_BRIEF_
Can you copy out every line of the records from the start up to and including the line with "x=322, y=97", leaving all other text as is but scaling each x and y coordinate in the answers by 2.4 and rounding to whole numbers, halves up?

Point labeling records
▼
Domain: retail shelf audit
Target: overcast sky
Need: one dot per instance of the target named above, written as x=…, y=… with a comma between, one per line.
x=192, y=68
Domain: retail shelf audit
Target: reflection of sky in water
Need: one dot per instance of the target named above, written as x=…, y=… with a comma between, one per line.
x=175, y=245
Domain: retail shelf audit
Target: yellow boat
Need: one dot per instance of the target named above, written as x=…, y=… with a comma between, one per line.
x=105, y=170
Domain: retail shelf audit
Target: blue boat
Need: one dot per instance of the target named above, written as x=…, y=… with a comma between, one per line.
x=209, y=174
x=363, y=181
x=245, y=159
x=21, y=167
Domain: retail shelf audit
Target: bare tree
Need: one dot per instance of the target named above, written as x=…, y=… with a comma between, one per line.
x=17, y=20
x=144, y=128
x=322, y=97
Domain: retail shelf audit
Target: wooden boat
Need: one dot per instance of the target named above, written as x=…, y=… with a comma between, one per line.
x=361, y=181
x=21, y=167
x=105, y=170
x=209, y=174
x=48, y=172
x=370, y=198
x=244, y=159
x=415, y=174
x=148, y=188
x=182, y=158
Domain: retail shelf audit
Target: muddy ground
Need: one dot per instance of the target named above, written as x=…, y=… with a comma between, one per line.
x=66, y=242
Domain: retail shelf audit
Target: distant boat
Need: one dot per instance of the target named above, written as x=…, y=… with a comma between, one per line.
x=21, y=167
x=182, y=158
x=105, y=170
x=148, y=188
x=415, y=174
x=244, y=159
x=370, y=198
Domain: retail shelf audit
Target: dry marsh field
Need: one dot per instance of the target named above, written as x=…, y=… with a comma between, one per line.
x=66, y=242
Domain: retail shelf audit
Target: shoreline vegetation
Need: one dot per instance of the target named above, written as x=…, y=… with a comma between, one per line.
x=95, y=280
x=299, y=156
▲
_FINISHED ANSWER_
Domain: retail shelf audit
Target: overcast sky
Need: one dot per instance of the target named above, written as x=…, y=… with a comma between, one per line.
x=461, y=163
Domain: retail shelf audit
Target: reflection of sky in water
Need: one dot per instance of the target named above, written as x=…, y=… with a comma between, one per line.
x=420, y=588
Domain: retail shelf audit
Target: yellow boat
Need: one dot per instance of the target named above, written as x=…, y=… with a comma between, one per line.
x=252, y=408
Domain: retail shelf audit
Target: blue boat
Need: one dot per instance of the target named above, written as x=…, y=… with a comma between, one per line.
x=502, y=418
x=871, y=434
x=588, y=382
x=50, y=401
Domain: retail shelf audit
Target: bare tree
Need: one dot per instance of the target named above, written as x=…, y=… with a comma between, one per line.
x=41, y=48
x=346, y=307
x=773, y=233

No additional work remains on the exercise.